- Things to do:
1 > Translate this sentence from the court excerpt into Spanish: "Therefore, Terra was responsible for ensuring the safety of the area."
2 > From the court excerpt, return everything from "Based on our" down to "the work. Id. at 362, 332 P.2d at 658–59.", copied without changes.

Based on our holding in Reyburn Lawn, Terra's duty to defend is “limited to claims directly attributed to [Terra's] scope of work but does not include defending against claims arising from the negligence of other subcontractors or [Beazer's] own negligence”. Reyburn Lawn v. Plaster Development Co., 127 Nev. ––––, ––––, 255 P.3d 268, 278 (2011). “[A]n owner is responsible for seeing that an excavation made for his benefit upon a public street is adequately safeguarded” and this duty arises “from authority over and control of the work.” Dixon v. Simpson, 74 Nev. 358, 360, 362, 332 P.2d 656, 658–59 (1958). A subcontractor's duty to guard terminates when it completes the work and surrenders control of the work. Id. at 362, 332 P.2d at 658–59.

Here, by contract, Terra had assumed Beazer's duty under NRS 455.010 to safeguard the hole that caused Lee's injuries. Furthermore, unlike the subcontractor in Dixon, Terra had not surrendered control of the work back to Beazer, nor had it completed its contracted work. Id. at 362, 332 P.2d at 658–59. Therefore, Terra was responsible for ensuring the safety of the area. While Beazer may have been negligent in permitting another subcontractor to remove and replace the barricade installed by Terra, the record suggests that Terra should have anticipated that out-of-sequence work may be conducted by the developer and other independent contractors. The evidence also suggests that Terra had a duty to monitor and adequately safeguard the excavation site.

- Data excerpts:
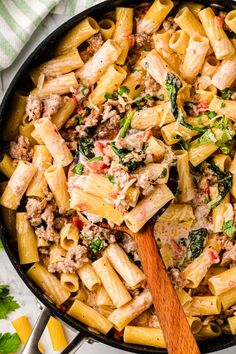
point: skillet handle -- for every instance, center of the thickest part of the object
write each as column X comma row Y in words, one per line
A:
column 32, row 343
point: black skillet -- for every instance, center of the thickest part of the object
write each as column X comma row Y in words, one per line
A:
column 21, row 81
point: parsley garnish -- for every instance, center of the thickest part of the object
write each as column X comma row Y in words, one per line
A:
column 120, row 92
column 7, row 303
column 78, row 169
column 229, row 228
column 112, row 179
column 95, row 159
column 9, row 343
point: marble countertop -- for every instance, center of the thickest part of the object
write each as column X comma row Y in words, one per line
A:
column 8, row 275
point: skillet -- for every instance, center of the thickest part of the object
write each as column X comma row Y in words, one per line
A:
column 22, row 81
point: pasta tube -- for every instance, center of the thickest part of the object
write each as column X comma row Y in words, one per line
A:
column 56, row 179
column 107, row 28
column 151, row 117
column 148, row 207
column 185, row 183
column 60, row 65
column 128, row 270
column 57, row 335
column 232, row 324
column 89, row 316
column 224, row 107
column 196, row 271
column 123, row 29
column 124, row 315
column 6, row 165
column 186, row 20
column 92, row 71
column 157, row 67
column 103, row 299
column 204, row 306
column 154, row 17
column 223, row 282
column 15, row 115
column 81, row 200
column 70, row 282
column 179, row 42
column 69, row 236
column 144, row 336
column 195, row 55
column 42, row 159
column 48, row 283
column 230, row 20
column 111, row 282
column 108, row 83
column 225, row 73
column 77, row 35
column 24, row 329
column 54, row 142
column 59, row 119
column 220, row 43
column 17, row 185
column 89, row 277
column 26, row 240
column 59, row 85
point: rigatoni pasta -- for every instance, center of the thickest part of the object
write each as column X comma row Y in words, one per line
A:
column 130, row 117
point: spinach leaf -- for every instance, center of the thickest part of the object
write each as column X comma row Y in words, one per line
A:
column 97, row 245
column 132, row 164
column 173, row 85
column 229, row 228
column 226, row 93
column 126, row 125
column 86, row 146
column 224, row 180
column 78, row 169
column 196, row 242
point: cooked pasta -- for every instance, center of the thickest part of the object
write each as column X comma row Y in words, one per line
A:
column 131, row 116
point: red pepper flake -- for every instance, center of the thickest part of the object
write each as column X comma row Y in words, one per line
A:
column 213, row 255
column 82, row 206
column 219, row 21
column 77, row 222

- Task-by-task solutions:
1 > Por lo tanto, Terra era responsable de garantizar la seguridad de la zona.

2 >
Based on our holding in Reyburn Lawn, Terra's duty to defend is “limited to claims directly attributed to [Terra's] scope of work but does not include defending against claims arising from the negligence of other subcontractors or [Beazer's] own negligence”. Reyburn Lawn v. Plaster Development Co., 127 Nev. ––––, ––––, 255 P.3d 268, 278 (2011). “[A]n owner is responsible for seeing that an excavation made for his benefit upon a public street is adequately safeguarded” and this duty arises “from authority over and control of the work.” Dixon v. Simpson, 74 Nev. 358, 360, 362, 332 P.2d 656, 658–59 (1958). A subcontractor's duty to guard terminates when it completes the work and surrenders control of the work. Id. at 362, 332 P.2d at 658–59.